Problem statement> Quote the data below word for word, starting with the line that contains "of the railing" and going on through the end of the data, and leave the pictures out.

Information given>
»»
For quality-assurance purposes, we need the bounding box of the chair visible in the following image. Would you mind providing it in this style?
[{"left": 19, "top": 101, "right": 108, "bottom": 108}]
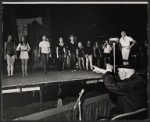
[{"left": 111, "top": 108, "right": 148, "bottom": 121}]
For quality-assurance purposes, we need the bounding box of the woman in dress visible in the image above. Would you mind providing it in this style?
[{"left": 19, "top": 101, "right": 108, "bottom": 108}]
[
  {"left": 39, "top": 36, "right": 50, "bottom": 74},
  {"left": 4, "top": 35, "right": 17, "bottom": 77},
  {"left": 56, "top": 37, "right": 66, "bottom": 72},
  {"left": 16, "top": 36, "right": 31, "bottom": 76},
  {"left": 93, "top": 41, "right": 102, "bottom": 67},
  {"left": 103, "top": 40, "right": 112, "bottom": 67}
]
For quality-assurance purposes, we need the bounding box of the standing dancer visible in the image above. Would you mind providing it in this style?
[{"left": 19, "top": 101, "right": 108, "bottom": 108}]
[
  {"left": 56, "top": 37, "right": 66, "bottom": 72},
  {"left": 119, "top": 31, "right": 136, "bottom": 63},
  {"left": 85, "top": 41, "right": 93, "bottom": 70},
  {"left": 68, "top": 35, "right": 77, "bottom": 72},
  {"left": 39, "top": 36, "right": 50, "bottom": 74},
  {"left": 16, "top": 36, "right": 31, "bottom": 76},
  {"left": 4, "top": 35, "right": 17, "bottom": 77},
  {"left": 93, "top": 41, "right": 102, "bottom": 67},
  {"left": 103, "top": 40, "right": 112, "bottom": 67},
  {"left": 77, "top": 42, "right": 85, "bottom": 69}
]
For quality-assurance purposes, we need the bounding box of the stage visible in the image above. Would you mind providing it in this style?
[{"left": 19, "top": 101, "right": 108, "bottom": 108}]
[
  {"left": 2, "top": 70, "right": 102, "bottom": 89},
  {"left": 2, "top": 69, "right": 106, "bottom": 119}
]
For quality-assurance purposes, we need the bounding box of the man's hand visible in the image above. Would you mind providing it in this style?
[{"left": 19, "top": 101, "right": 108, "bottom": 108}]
[
  {"left": 92, "top": 65, "right": 106, "bottom": 74},
  {"left": 106, "top": 64, "right": 113, "bottom": 72}
]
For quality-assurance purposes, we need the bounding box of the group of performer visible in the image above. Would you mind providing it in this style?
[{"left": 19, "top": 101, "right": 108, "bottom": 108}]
[{"left": 4, "top": 31, "right": 136, "bottom": 76}]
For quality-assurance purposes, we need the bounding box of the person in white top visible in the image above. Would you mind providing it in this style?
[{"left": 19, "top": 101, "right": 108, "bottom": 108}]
[
  {"left": 39, "top": 36, "right": 50, "bottom": 74},
  {"left": 119, "top": 31, "right": 136, "bottom": 62},
  {"left": 16, "top": 36, "right": 31, "bottom": 76},
  {"left": 103, "top": 40, "right": 112, "bottom": 67}
]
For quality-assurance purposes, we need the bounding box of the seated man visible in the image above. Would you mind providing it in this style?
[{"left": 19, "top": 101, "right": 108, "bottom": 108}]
[{"left": 93, "top": 64, "right": 147, "bottom": 118}]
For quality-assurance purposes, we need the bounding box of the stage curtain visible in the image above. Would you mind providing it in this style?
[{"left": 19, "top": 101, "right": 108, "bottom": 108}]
[{"left": 42, "top": 99, "right": 113, "bottom": 121}]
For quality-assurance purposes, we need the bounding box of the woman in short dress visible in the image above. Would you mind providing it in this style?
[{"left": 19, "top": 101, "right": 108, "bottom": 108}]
[
  {"left": 77, "top": 42, "right": 85, "bottom": 69},
  {"left": 103, "top": 40, "right": 112, "bottom": 67},
  {"left": 39, "top": 36, "right": 50, "bottom": 74},
  {"left": 4, "top": 35, "right": 17, "bottom": 77},
  {"left": 56, "top": 37, "right": 66, "bottom": 72},
  {"left": 16, "top": 37, "right": 31, "bottom": 76}
]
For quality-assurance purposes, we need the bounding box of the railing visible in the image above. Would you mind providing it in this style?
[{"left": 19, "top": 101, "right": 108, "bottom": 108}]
[{"left": 15, "top": 94, "right": 113, "bottom": 121}]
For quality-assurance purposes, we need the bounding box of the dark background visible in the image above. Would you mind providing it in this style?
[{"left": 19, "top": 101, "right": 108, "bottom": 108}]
[{"left": 3, "top": 4, "right": 148, "bottom": 43}]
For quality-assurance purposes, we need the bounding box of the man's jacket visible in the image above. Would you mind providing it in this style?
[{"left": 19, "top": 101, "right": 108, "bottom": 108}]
[{"left": 102, "top": 72, "right": 147, "bottom": 113}]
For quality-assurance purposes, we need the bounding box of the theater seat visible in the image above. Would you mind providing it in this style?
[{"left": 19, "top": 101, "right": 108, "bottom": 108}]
[{"left": 111, "top": 108, "right": 148, "bottom": 121}]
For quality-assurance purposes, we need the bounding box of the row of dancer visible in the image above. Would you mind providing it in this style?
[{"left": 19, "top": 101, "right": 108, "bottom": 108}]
[
  {"left": 56, "top": 35, "right": 112, "bottom": 72},
  {"left": 4, "top": 31, "right": 135, "bottom": 76}
]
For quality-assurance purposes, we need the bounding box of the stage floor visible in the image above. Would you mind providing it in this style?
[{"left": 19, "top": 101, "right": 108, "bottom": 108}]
[{"left": 2, "top": 70, "right": 102, "bottom": 88}]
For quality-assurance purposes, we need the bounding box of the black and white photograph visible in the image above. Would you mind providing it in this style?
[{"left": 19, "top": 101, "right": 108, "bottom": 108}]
[{"left": 1, "top": 1, "right": 149, "bottom": 121}]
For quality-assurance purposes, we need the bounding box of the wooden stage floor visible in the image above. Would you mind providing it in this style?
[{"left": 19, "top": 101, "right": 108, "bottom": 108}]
[{"left": 2, "top": 70, "right": 102, "bottom": 88}]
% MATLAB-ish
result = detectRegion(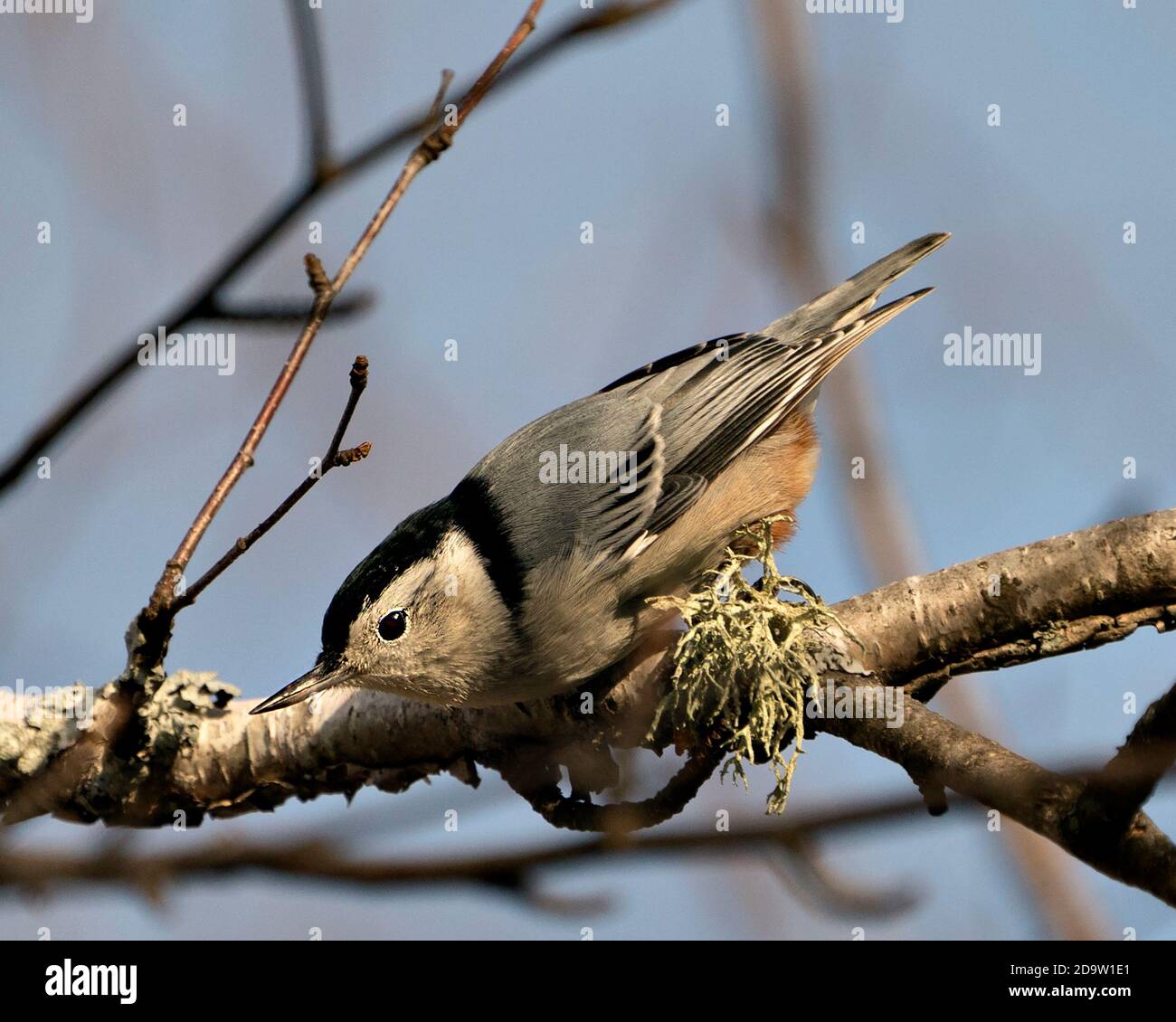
««
Written solution>
For quality-assurance purposes, we need the bounding box of the railing visible in the image above. Would you mind providing it in this style?
[{"left": 19, "top": 101, "right": 108, "bottom": 108}]
[{"left": 15, "top": 94, "right": 113, "bottom": 121}]
For quality-assurance purposes, we need the bounding box of the dark background visible in the image above. Would you mind providing it in this style?
[{"left": 19, "top": 101, "right": 108, "bottom": 108}]
[{"left": 3, "top": 4, "right": 148, "bottom": 43}]
For quality-assurance purposes, we need the bounding box of the man's jacket visible in the image above. Would you mind providing it in this style?
[{"left": 19, "top": 101, "right": 108, "bottom": 108}]
[{"left": 102, "top": 72, "right": 147, "bottom": 113}]
For quality-assurance purposes, we need the bounding box of the theater seat visible in the image above. Would you mind providing it in this style?
[{"left": 19, "top": 101, "right": 108, "bottom": 108}]
[{"left": 111, "top": 108, "right": 148, "bottom": 121}]
For quality-assurance purposes, we need the bounding box of the row of dancer visible in the image above. Would you mind providing it in this style?
[{"left": 19, "top": 101, "right": 108, "bottom": 108}]
[
  {"left": 56, "top": 35, "right": 112, "bottom": 72},
  {"left": 4, "top": 31, "right": 135, "bottom": 76}
]
For quality-assurance purposes, we need the bounding box of the stage floor visible in the image above. Would you mind providing it in this style?
[{"left": 19, "top": 101, "right": 108, "bottom": 108}]
[{"left": 2, "top": 70, "right": 102, "bottom": 88}]
For quality-assurance purposes, we need the bounding box of the black and white photograph visible in the image above. Would you mind providing it in this style?
[{"left": 19, "top": 101, "right": 108, "bottom": 108}]
[{"left": 1, "top": 1, "right": 149, "bottom": 121}]
For quality-assurance purposes, we need the bounding box of the wooden stage floor visible in the image above. Would you mind providing it in this style?
[{"left": 19, "top": 101, "right": 108, "bottom": 108}]
[{"left": 2, "top": 70, "right": 102, "bottom": 88}]
% MATLAB-ish
result = detectRegion(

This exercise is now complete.